• _EXCERPTED TEXT_
** start **

The great Jay Woods, chief market strategist at Freedom Capital Markets and a CNBC contributor, my man, good to see you here.
Hey, that was great applause to start your show.
That was for you, I assume.
No, no, no, I told them before the show.
I said, BNY, thanks for being here.
Jay Woods is on the broadcast.
Well, you know the significance of BNY at the New York Stock Exchange.
Let's talk about it.
It is the first stock ever listed here at the New York Stock Exchange, founded by the great Alexander Alexander Hamilton.
Yes, so not a great shot, but a great leader.
Of the Bank of New York and changed the face of the economy, if you will.
Yes, absolutely.
1792 and shout out to the archivists because down if you saw downstairs all the BNY, the old dividend stock books, it's amazing what they pulled out from the archives.
I did not for this visit we'll take the camera down later on.
Give me your take on the market today.
Investors may be a little bit too complacent about inflation related risks.
What do you see?
I definitely think we are complacent.
We have been moving.
On headlines with the Strait of Hormuz and oil price still remains elevated.
We saw in the PPI and the CPI numbers last week that yes, inflation is not just, you know, the core, it's headline risk too.

** end **

• _WRITTEN PROBLEM 1_
Please answer these questions from the interview transcript, one per line:
(a) What is Jay Woods's role at Freedom Capital Markets?
(b) Which stock was the first ever listed at the New York Stock Exchange?
(c) Which two inflation reports from last week are named?
• _WRITTEN PROBLEM 2_
Extend the interview transcript about BNY and the market, starting after its final sentence.
The lines after this point are unrelated to the interview transcript.

• _LISTED RECORDS_
** start **

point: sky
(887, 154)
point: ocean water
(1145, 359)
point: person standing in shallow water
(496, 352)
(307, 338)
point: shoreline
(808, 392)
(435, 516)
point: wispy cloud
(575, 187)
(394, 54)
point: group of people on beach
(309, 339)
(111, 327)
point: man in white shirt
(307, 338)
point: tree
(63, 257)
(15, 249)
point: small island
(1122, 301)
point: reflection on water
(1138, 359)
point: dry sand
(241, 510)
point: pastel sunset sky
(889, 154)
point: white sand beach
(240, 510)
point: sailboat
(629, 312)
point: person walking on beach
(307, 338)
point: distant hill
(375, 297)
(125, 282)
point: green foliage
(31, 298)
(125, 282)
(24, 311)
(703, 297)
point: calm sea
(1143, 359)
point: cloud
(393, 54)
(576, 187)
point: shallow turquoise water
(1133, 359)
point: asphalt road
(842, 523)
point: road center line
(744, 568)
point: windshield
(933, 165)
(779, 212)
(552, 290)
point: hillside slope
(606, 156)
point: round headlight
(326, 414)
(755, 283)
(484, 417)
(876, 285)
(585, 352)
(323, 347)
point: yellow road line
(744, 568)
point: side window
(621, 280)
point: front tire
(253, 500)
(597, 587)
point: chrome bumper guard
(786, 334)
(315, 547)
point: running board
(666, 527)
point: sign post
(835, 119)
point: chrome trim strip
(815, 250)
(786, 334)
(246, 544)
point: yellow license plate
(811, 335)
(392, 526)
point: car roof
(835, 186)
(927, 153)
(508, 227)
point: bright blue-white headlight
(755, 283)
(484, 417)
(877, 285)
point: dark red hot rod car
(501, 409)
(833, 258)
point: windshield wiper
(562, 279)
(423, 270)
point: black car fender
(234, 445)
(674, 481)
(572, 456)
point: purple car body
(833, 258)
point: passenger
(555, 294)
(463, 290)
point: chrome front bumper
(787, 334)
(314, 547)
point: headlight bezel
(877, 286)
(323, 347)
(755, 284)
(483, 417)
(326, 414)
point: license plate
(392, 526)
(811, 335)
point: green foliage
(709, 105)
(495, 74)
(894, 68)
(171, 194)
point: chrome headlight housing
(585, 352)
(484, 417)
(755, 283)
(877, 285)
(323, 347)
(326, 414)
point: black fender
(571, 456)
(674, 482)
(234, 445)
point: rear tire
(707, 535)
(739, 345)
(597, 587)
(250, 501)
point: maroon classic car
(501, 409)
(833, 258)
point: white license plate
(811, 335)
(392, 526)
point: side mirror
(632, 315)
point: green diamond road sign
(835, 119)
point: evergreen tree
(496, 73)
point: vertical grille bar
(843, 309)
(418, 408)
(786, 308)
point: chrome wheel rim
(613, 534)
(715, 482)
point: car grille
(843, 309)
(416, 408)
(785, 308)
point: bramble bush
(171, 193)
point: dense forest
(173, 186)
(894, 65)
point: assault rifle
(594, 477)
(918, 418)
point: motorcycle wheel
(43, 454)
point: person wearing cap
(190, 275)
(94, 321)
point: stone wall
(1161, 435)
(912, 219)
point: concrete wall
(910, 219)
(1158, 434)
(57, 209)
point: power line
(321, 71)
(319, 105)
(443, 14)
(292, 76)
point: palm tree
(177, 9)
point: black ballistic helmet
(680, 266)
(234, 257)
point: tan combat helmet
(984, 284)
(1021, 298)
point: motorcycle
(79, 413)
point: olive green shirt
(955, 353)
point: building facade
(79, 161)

** end **

• _WRITTEN RESPONSE 1_
(a) Chief market strategist
(b) BNY
(c) The PPI and the CPI

• _WRITTEN RESPONSE 2_
So energy is causing us the biggest, you know, tax of the consumer, but we are seeing inflation creep up across all sectors, services being one to keep an eye on, and that will focus us on the PCE next week and then of course Kevin. how he handles it when he steps into the Fed chair role officially in the coming days or weeks, depending on when he gets to put his hand on the Bible and get sworn in.
So how is Wall Street pricing geopolitical risk?
We talked a lot about it several weeks ago and then it kind of tends to fade to the background a little bit.
Well, Bruce Springsteen has a great song, One Step up and two steps back.
With this market, it's one step back and two steps up.
So when we have geopolitical headlines that Give us jitters.
We move back one step, but we rebound quickly and then in hopes that the war will end, what are we doing?
We're challenging or making new highs, and what is this?
It's a tech fueled rally.
15 of the 20 stocks, 15 of the top 20 stocks in the S&P 500 are, guess what, technology names.
And what is tech doing?
It's hitting it on all cylinders.
Nvidia, which we'll talk about in a second, had its earnings today.
They crushed it.
It yawned.
It was down a little bit.
It had a tremendous run into it, but everything they spend on, everything that spends on them is humming in all cylinders, and then quantum stocks, the hot stocks of the day, because guess what, the government is going to be putting money to invest in these quantum names as well.
Yes, that's right.
We're going to talk a little bit more about D wave quantum qubits, a few other names in the broadcast as well.
What you're seeing Nvidia earnings is this kind of routine now where hey, they make.
Crush the cover off the ball, but the sellers are a little louder the next day.
It really is.
I don't know what it's going to take for Nvidia to say, oh my God, we're going to skyrocket even higher from this $5 trillion valuation.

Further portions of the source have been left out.